>>

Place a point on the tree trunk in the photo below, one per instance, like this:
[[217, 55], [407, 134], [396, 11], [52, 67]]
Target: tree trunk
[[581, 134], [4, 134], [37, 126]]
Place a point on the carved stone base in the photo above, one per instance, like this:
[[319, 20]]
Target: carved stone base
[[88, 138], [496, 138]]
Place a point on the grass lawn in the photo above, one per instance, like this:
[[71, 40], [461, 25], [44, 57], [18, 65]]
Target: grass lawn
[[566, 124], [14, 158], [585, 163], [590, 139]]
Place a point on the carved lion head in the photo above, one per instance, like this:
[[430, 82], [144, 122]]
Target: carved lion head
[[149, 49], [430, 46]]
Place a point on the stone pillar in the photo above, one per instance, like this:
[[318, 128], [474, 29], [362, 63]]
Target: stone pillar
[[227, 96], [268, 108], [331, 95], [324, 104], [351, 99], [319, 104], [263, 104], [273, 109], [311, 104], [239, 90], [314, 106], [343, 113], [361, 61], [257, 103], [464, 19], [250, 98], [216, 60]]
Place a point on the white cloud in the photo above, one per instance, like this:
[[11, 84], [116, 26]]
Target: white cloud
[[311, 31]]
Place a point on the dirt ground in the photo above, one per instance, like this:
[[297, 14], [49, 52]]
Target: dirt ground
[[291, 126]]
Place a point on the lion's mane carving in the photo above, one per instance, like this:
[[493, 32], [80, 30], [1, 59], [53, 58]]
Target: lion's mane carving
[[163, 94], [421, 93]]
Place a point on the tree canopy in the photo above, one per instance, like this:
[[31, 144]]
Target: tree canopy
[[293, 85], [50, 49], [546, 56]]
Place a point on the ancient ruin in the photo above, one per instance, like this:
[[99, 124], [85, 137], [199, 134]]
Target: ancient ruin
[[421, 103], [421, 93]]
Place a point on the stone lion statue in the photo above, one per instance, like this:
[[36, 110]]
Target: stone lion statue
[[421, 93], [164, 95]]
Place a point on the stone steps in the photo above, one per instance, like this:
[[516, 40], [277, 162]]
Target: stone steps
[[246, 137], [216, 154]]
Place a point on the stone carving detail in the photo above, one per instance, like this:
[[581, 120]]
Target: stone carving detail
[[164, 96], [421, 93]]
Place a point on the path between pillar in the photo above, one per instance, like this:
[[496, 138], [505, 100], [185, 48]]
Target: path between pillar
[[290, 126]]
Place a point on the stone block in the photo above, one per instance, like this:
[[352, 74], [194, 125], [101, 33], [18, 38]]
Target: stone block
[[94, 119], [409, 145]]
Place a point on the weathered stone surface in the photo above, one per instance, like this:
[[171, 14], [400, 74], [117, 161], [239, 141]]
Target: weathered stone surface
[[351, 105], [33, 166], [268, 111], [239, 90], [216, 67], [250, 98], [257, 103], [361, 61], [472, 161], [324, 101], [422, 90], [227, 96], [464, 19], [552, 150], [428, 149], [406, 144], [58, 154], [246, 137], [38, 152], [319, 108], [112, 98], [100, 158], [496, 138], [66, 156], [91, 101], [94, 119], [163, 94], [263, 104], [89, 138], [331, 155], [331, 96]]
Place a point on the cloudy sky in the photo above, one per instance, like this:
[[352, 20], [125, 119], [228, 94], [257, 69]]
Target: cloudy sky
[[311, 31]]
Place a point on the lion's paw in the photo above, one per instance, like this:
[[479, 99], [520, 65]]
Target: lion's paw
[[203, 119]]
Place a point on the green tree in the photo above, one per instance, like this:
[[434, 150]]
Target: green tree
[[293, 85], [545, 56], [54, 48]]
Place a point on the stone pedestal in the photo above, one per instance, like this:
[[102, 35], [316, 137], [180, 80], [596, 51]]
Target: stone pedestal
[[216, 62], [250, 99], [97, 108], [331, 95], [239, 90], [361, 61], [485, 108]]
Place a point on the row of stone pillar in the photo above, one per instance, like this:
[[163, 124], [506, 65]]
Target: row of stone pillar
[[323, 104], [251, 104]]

<<

# TO DO
Reproduce all the records above line for line, changing nothing.

# SOLUTION
Place a point on the tree trunk in the photo below, one per instance, like this:
[[217, 55], [407, 134], [396, 11], [52, 67]]
Target: tree trunk
[[581, 134], [4, 134], [37, 126]]
Place a point on the carved stone base in the photo above, one per instance, like this:
[[319, 20]]
Target: carved stone base
[[88, 138], [496, 138]]
Place a point on the grass lawn in the photo above, one per instance, like this:
[[71, 40], [461, 25], [44, 57], [18, 65]]
Target: grass lawn
[[566, 124], [14, 158], [585, 163], [590, 139]]
Place a point on the carved lion head in the photo above, one per instance, like this:
[[430, 82], [144, 122]]
Target: carved lion head
[[149, 49], [430, 46]]
Place a point on the stone pillar in the photo above, one per instance, like this:
[[318, 128], [474, 29], [362, 63]]
Target: stone pillar
[[227, 96], [268, 108], [331, 95], [324, 104], [351, 99], [319, 104], [263, 104], [273, 109], [311, 104], [239, 90], [314, 106], [343, 113], [361, 61], [257, 103], [464, 19], [250, 98], [216, 60]]
Place a point on the white cloud in the photo above, one per instance, like this:
[[11, 84], [116, 26]]
Target: white cloud
[[311, 31]]
Place a point on the dirt ground in the photo above, one per instance, like this:
[[297, 14], [49, 52]]
Target: dirt ground
[[291, 126]]
Place a point on the lion's mane carving in the photo above, one per instance, like this:
[[493, 32], [80, 30], [1, 59], [53, 58]]
Target: lion's mane carving
[[163, 94], [421, 93]]
Place a point on the tree canopy in the photo above, one per instance, like this:
[[31, 144]]
Target: tree canopy
[[293, 85], [50, 49], [546, 56]]
Place a point on the ancient ruin in the photo above, one per instance, like this:
[[99, 124], [85, 137], [199, 134]]
Target: ancient ruin
[[421, 103], [421, 93]]
Place a point on the stone lion statue in the photo above, one per instance, like this:
[[36, 110]]
Target: stone lion statue
[[421, 93], [164, 95]]
Place a point on the stone steps in the photo above, one per instance, like this:
[[516, 40], [277, 162]]
Target: stone steps
[[246, 137], [216, 154]]
Place a point on the stone carving detail in the photo above, one per instance, like this:
[[581, 120]]
Target: stone carving detail
[[164, 96], [421, 93]]
Place a point on the path between pillar in the photo above, one per instance, like this:
[[496, 138], [505, 100], [185, 48]]
Target: path between pillar
[[290, 126]]
Place a point on the stone block in the photo above, one per instance, like this:
[[352, 74], [194, 125], [101, 33], [18, 38]]
Target: stone block
[[94, 119], [409, 145]]
Place a point on the weathered stone surface in the photo above, one per instance, like this:
[[171, 14], [400, 74], [117, 161], [239, 141]]
Target: weathered stone surface
[[351, 105], [33, 166], [268, 111], [239, 90], [216, 67], [250, 98], [257, 103], [361, 61], [472, 161], [324, 101], [422, 90], [227, 96], [464, 19], [552, 150], [428, 149], [406, 144], [58, 154], [246, 137], [38, 152], [319, 108], [112, 98], [100, 158], [496, 138], [66, 156], [91, 101], [94, 119], [163, 94], [263, 104], [89, 138], [331, 155], [331, 96]]
Place a point on the cloudy sky in the photo above, one per instance, like this:
[[352, 20], [125, 119], [228, 94], [257, 69]]
Target: cloudy sky
[[311, 31]]
Place a point on the lion's paw in the photo above, one per instance, like this:
[[479, 99], [520, 65]]
Target: lion's paw
[[203, 119]]
Place a point on the green tree in the photo above, one per instance, like this:
[[434, 150]]
Target: green tree
[[293, 85], [545, 56], [54, 48]]
Place a point on the stone pedestal in the photo above, one per instance, like this:
[[102, 35], [316, 137], [180, 80], [596, 51]]
Target: stone pedestal
[[216, 62], [250, 99], [97, 108], [331, 95], [239, 90], [361, 61], [485, 108]]
Place a point on the row of stone pillar in the photo above, one per instance, like this:
[[163, 124], [506, 65]]
Target: row of stone pillar
[[323, 104], [251, 104]]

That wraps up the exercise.